== Excerpted data
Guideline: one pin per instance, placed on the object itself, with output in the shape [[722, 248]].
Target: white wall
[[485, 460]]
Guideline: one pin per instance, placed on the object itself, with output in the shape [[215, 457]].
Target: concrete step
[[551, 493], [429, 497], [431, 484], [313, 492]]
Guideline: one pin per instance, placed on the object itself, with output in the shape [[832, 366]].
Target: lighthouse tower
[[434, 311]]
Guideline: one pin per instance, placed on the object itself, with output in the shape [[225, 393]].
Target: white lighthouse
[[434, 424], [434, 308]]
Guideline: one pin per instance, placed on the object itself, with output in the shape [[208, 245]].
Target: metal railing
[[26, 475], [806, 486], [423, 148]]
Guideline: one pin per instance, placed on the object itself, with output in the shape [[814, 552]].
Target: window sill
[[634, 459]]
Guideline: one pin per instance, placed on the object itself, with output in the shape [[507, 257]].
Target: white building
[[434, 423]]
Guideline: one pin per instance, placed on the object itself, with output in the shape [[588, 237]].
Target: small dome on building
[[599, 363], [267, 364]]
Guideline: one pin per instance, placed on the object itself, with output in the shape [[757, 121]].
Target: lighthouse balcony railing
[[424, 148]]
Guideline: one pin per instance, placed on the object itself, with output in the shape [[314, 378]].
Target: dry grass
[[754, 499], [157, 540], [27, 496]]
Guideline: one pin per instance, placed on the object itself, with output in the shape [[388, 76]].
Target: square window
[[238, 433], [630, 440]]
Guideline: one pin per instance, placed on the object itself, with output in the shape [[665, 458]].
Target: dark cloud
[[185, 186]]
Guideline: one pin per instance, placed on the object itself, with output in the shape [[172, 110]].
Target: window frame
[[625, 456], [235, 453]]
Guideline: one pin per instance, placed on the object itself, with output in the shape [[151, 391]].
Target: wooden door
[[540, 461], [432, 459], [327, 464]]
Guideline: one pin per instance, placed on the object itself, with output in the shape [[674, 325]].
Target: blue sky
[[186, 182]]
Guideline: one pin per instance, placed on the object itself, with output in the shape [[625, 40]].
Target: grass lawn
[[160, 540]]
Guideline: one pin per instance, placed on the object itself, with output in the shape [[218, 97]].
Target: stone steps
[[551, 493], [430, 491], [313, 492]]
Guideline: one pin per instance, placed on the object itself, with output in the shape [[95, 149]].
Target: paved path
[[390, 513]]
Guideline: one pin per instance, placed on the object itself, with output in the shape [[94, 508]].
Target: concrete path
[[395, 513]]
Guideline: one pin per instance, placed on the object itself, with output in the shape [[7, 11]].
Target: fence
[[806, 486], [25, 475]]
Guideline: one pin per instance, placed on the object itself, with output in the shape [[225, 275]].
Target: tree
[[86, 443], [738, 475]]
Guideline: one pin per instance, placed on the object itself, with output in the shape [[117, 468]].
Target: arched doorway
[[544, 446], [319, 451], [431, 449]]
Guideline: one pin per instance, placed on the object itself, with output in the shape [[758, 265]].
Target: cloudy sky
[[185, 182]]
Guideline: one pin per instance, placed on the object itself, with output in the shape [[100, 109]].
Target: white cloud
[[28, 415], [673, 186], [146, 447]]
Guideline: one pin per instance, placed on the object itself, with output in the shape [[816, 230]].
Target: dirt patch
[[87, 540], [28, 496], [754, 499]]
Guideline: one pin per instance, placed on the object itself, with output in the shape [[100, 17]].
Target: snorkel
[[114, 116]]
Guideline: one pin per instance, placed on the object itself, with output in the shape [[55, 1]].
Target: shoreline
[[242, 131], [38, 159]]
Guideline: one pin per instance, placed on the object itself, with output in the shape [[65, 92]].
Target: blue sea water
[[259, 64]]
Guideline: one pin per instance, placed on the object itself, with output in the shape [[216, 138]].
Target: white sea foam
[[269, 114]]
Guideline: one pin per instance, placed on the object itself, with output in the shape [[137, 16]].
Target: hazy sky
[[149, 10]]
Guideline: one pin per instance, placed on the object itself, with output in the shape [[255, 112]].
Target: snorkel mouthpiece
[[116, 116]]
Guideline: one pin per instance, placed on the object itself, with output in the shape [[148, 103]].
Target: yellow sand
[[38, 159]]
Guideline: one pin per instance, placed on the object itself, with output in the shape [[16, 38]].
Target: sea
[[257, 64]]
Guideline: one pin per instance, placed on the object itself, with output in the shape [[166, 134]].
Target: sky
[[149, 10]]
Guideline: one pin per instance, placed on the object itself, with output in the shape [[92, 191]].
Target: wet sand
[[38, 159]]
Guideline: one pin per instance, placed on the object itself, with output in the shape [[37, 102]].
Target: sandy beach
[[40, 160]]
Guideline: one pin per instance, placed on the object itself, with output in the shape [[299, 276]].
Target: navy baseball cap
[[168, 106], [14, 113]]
====
:: Exercise ::
Output the whole listing exactly, leaving nothing out.

:: Answer to this task ::
Guideline: one pin per instance, placed on the object itself, with output in the shape [[722, 248]].
Target: white wall
[[485, 460]]
Guideline: one pin per instance, placed on the object itself, with output in the shape [[215, 457]].
Target: concrete step
[[551, 493], [429, 497], [431, 484], [313, 492]]
Guideline: one pin per instance, placed on the object itself, with output in the shape [[832, 366]].
Target: lighthouse tower
[[434, 311]]
Guideline: one pin per instance, placed on the object itself, with output in the shape [[225, 393]].
Target: white lighthouse
[[434, 424], [434, 308]]
Guideline: one pin per instance, placed on the object itself, with output in the shape [[208, 245]].
Target: metal railing
[[26, 475], [806, 486], [423, 148]]
Guideline: one pin per instance, placed on the object itself, with output in the shape [[814, 552]].
Target: window sill
[[634, 459]]
Guideline: one pin per instance, placed on the object itself, with output in the shape [[507, 257]].
Target: white building
[[434, 423]]
Guideline: one pin per instance, placed on the object itself, with output in the shape [[588, 237]].
Target: small dome on building
[[599, 363], [267, 364]]
Guideline: one pin per instance, placed on the object itself, with output in the shape [[757, 121]].
Target: lighthouse balcony railing
[[424, 148]]
Guideline: one pin per instance, placed on the object itself, with output in the shape [[314, 378]].
Target: dry grass
[[754, 499], [157, 540], [27, 496]]
Guideline: one pin per instance, placed on the object itself, with output in the shape [[388, 76]].
Target: square window
[[238, 433], [630, 440]]
Guideline: one pin per instance, placed on the object itself, with output in the shape [[665, 458]].
Target: dark cloud
[[185, 186]]
Guideline: one pin per instance, placed on the object itself, with output in the shape [[172, 110]].
Target: window frame
[[625, 456], [235, 453]]
Guideline: one pin per instance, placed on the object itself, with output in the shape [[151, 391]].
Target: wooden door
[[540, 461], [432, 459], [327, 464]]
Guideline: one pin per instance, placed on the object itself, with output in the shape [[674, 325]].
Target: blue sky
[[186, 182]]
Guideline: one pin per instance, placed on the object itself, with output in the shape [[625, 40]].
Target: grass lawn
[[160, 540]]
Guideline: one pin per instance, placed on the object itself, with output in the shape [[218, 97]].
Target: stone steps
[[551, 493], [430, 491], [313, 492]]
Guideline: one pin per instance, placed on the object itself, with output in the shape [[95, 149]].
Target: paved path
[[390, 513]]
Guideline: one pin per instance, placed on the object itself, with output in the shape [[94, 508]].
Target: concrete path
[[395, 513]]
Guideline: one pin per instance, placed on the object itself, with output in the shape [[7, 11]].
Target: fence
[[806, 486], [25, 475]]
Guideline: one pin per instance, placed on the object itself, with output in the shape [[225, 275]].
Target: tree
[[86, 443], [738, 475]]
Guideline: one pin per instance, placed on the object itself, with output in the shape [[117, 468]].
Target: arched doorway
[[544, 446], [319, 451], [431, 449]]
Guideline: one pin per instance, placed on the object itself, with output in the shape [[758, 265]].
Target: cloudy sky
[[185, 182]]
Guideline: one pin per instance, placed on the object itself, with output in the shape [[100, 109]].
Target: white cloud
[[28, 415], [673, 186], [146, 447]]
Guideline: one pin per instance, placed on the object itself, with output in the shape [[816, 230]].
Target: dirt patch
[[87, 540], [28, 496], [754, 499]]
Guideline: one pin per instance, placed on the object itself, with output in the shape [[100, 17]].
Target: snorkel
[[114, 116]]
Guideline: one pin per instance, placed on the object itself, with output in the shape [[55, 1]].
Target: shoreline
[[242, 131], [38, 159]]
Guideline: one pin per instance, placed on the object itself, with output in the shape [[65, 92]].
Target: blue sea water
[[259, 64]]
Guideline: one pin per instance, placed on the object itself, with output in the shape [[216, 138]].
Target: white sea foam
[[269, 114]]
Guideline: one pin per instance, placed on the object itself, with output in the shape [[137, 16]].
Target: hazy sky
[[149, 10]]
Guideline: one pin per instance, placed on the object itself, with output in the shape [[255, 112]].
Target: snorkel mouthpiece
[[116, 116]]
Guideline: one pin per instance, placed on the object itself, with output in the shape [[148, 103]].
Target: yellow sand
[[38, 159]]
Guideline: one pin per instance, placed on the object itself, with output in the shape [[16, 38]].
Target: sea
[[257, 64]]
Guideline: one pin per instance, placed on the object itself, with output in the shape [[166, 134]].
Target: sky
[[149, 10]]
Guideline: one pin per instance, placed on the object itself, with output in the shape [[92, 191]].
Target: wet sand
[[38, 159]]
Guideline: one pin per instance, placed on the object itself, with output in the shape [[37, 102]].
Target: sandy beach
[[40, 160]]
Guideline: one pin per instance, placed on the object itself, with output in the shape [[299, 276]].
Target: navy baseball cap
[[168, 106], [14, 113]]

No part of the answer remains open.